- **Exercise goal**
When you write out the entries, keep every line exactly as it appears.

- **Collection entries**
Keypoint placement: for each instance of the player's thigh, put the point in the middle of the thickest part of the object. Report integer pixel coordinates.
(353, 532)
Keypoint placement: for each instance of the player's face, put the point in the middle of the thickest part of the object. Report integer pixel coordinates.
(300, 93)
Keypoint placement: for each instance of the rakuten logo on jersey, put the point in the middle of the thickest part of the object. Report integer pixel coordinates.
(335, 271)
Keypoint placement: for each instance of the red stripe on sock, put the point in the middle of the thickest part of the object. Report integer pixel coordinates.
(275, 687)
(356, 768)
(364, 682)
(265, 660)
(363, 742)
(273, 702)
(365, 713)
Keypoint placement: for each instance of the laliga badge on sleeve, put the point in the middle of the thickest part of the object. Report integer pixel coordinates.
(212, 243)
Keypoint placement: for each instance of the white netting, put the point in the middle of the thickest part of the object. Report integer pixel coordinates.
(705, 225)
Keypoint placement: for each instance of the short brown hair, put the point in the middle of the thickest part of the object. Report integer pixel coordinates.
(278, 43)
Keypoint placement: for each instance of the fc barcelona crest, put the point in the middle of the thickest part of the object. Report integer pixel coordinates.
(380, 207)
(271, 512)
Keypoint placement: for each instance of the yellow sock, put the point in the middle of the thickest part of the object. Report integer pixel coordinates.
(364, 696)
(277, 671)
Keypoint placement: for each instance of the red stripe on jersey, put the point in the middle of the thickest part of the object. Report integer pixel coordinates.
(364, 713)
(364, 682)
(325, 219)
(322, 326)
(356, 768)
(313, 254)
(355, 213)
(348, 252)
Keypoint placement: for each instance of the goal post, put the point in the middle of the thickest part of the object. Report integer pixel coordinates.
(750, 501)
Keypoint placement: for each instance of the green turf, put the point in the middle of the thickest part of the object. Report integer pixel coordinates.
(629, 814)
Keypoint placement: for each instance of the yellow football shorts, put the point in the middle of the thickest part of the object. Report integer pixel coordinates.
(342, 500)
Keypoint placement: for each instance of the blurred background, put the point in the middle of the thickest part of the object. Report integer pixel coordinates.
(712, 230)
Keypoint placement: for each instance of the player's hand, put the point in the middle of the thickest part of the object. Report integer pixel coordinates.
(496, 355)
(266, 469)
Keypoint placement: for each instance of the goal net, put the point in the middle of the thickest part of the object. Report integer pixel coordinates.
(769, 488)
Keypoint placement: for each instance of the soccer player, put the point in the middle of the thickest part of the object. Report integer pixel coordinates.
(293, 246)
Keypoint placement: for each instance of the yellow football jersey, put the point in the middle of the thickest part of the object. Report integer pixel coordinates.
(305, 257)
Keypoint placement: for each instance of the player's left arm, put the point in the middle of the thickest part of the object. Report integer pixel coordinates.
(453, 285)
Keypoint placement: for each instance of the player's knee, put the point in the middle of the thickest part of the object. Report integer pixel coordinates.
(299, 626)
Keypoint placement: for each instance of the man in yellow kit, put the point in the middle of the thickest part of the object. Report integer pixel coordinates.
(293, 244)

- **Expected output**
Keypoint placement: for each instance of the player's thigh, put the point in the middle of the thickest part of the object. Report integer pixel coordinates.
(353, 532)
Keypoint placement: for each instance of the player's face, put the point in the middle of the thickest part of the object. Report integer pixel coordinates.
(300, 93)
Keypoint placement: for each instance of the rakuten logo on jersey, put the point in the middle of the thickest part of the object. Report integer pixel coordinates.
(335, 271)
Keypoint placement: for each instance of the red stripe on sock, put the point in the middle of the thickest part of the object. Report integer pixel coordinates.
(275, 687)
(356, 768)
(364, 682)
(265, 660)
(363, 742)
(273, 702)
(365, 713)
Keypoint placement: for each instance of the laliga badge on sleeve, put the point in the middle of the thickest part of the object. Report integer pixel coordinates.
(212, 243)
Keypoint placement: for each instance of the white netting, put the point in the middle of the thickest part of the object. Report integer pixel coordinates.
(705, 225)
Keypoint placement: for each instance of the short brown hair, put the point in the middle of the thickest part of the object. Report integer pixel coordinates.
(278, 43)
Keypoint placement: for each instance of the fc barcelona crest, put the point in the middle of the thickest part of the object. Report integer pixel coordinates.
(380, 207)
(271, 512)
Keypoint placement: for each instance of the yellow sock, put the point in the middle of the thickest part of the object. Report integer pixel coordinates.
(364, 696)
(277, 671)
Keypoint placement: for each instance of the red stripe on jersey, put the point in the middle of the thickest part of the object. Report integer pixel coordinates.
(364, 713)
(364, 682)
(325, 219)
(322, 326)
(356, 768)
(313, 254)
(355, 213)
(348, 252)
Keypoint placement: for each instance of the goal post, put the point in the middle of the thickest part of the object. Report integer pixel coordinates.
(750, 501)
Keypoint placement: for each instance of the green turf, put the point in the middle of the thickest part of the object. Report integer pixel coordinates.
(629, 814)
Keypoint placement: for each instance of the yellow football shorts, put the point in the middle of the thickest part of the object. Report integer pixel coordinates.
(342, 500)
Keypoint placement: for each instance of the blurred background, put the point in the middle of the thickest part of the object. Report integer pixel coordinates.
(712, 230)
Keypoint placement: for each instance of the player's hand, put the point in the middle of the thickest part of the object. Report integer pixel coordinates.
(496, 355)
(266, 469)
Keypoint placement: for each instance of the goal net, put the point in the middle of the thickest part of the object. Report integer pixel coordinates.
(769, 488)
Keypoint placement: for each instance of the soccer player, put the point in the middle of the thickest part of the object. Report integer pixel coordinates.
(293, 246)
Keypoint placement: for each instance of the yellow football jersey, put the point in the middle of the thickest part of the object. Report integer pixel coordinates.
(305, 257)
Keypoint placement: for each instance of the player's left arm, put the point in the middle of the thickest part of the object. Report integer pixel coordinates.
(453, 285)
Keypoint placement: for each instance of the player's knee, put the point in the middle of the thickest part of the object. Report integer pixel coordinates.
(299, 626)
Keypoint placement: for each instance of the man in yellow kit, put the point in the middle of the thickest part of the object. Report integer pixel coordinates.
(293, 244)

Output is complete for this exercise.